Copy the entries from the line containing "people with a point." down to the end, substituting "Locations" for every occurrence of "Coordinates" and changing nothing else.
::: Records supplied :::
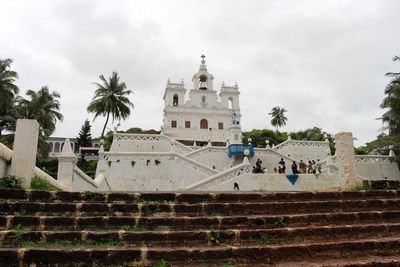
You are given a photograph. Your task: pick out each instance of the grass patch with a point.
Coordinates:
(362, 187)
(46, 244)
(280, 222)
(38, 183)
(297, 240)
(161, 263)
(10, 182)
(227, 264)
(214, 237)
(264, 239)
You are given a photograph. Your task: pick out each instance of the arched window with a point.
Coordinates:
(175, 100)
(57, 147)
(230, 103)
(203, 82)
(51, 146)
(203, 124)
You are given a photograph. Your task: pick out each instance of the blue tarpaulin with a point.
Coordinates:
(292, 178)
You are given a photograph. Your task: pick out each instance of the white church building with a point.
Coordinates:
(199, 148)
(203, 117)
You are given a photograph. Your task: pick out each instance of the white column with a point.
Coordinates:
(24, 150)
(66, 164)
(346, 160)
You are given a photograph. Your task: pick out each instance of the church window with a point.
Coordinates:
(57, 147)
(175, 100)
(203, 124)
(203, 82)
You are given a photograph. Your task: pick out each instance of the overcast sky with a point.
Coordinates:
(323, 61)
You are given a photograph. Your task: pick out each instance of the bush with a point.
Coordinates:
(49, 166)
(10, 182)
(38, 183)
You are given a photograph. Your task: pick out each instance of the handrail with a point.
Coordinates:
(40, 173)
(223, 176)
(194, 162)
(277, 147)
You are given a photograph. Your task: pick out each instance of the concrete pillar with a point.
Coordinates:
(23, 161)
(345, 160)
(66, 165)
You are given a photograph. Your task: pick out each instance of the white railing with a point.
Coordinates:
(137, 137)
(300, 143)
(206, 149)
(220, 177)
(373, 159)
(115, 156)
(178, 147)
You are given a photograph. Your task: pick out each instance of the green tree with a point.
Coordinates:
(278, 117)
(44, 107)
(111, 98)
(7, 87)
(391, 118)
(84, 138)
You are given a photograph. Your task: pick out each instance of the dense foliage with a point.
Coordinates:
(110, 98)
(84, 138)
(391, 118)
(7, 87)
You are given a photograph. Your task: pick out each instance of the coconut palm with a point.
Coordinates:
(278, 117)
(392, 102)
(110, 98)
(43, 106)
(7, 87)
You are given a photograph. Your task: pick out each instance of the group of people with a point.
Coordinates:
(259, 168)
(311, 167)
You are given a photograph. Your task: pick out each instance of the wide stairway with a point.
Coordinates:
(42, 228)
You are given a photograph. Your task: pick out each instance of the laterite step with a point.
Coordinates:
(129, 238)
(181, 256)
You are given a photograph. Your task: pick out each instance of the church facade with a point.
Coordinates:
(204, 117)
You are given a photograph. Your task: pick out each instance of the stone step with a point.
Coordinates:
(189, 223)
(180, 256)
(127, 238)
(189, 197)
(203, 209)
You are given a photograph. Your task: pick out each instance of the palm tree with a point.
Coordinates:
(278, 117)
(7, 87)
(43, 106)
(110, 98)
(392, 102)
:::
* [Task result]
You are given a photograph. Your task: pick out each instance of the group of people with a point.
Locations:
(259, 168)
(311, 167)
You are given a photograph. Your task: pick out each instance of the wide stairway with a point.
Locations:
(42, 228)
You are given a photograph. Your task: pick out each instance of the laterite step with a point.
Locations:
(129, 238)
(181, 256)
You are given a photograph. Your task: pick out each instance of the church facade with a point.
Locations:
(204, 117)
You are given a photograph. Your task: pick out each instance of the stone step with a point.
Locations:
(189, 223)
(180, 256)
(127, 238)
(189, 197)
(203, 209)
You are given a photograph. Your task: pick out each instance of the palm tree with a point.
Locations:
(278, 117)
(7, 87)
(43, 106)
(110, 98)
(392, 102)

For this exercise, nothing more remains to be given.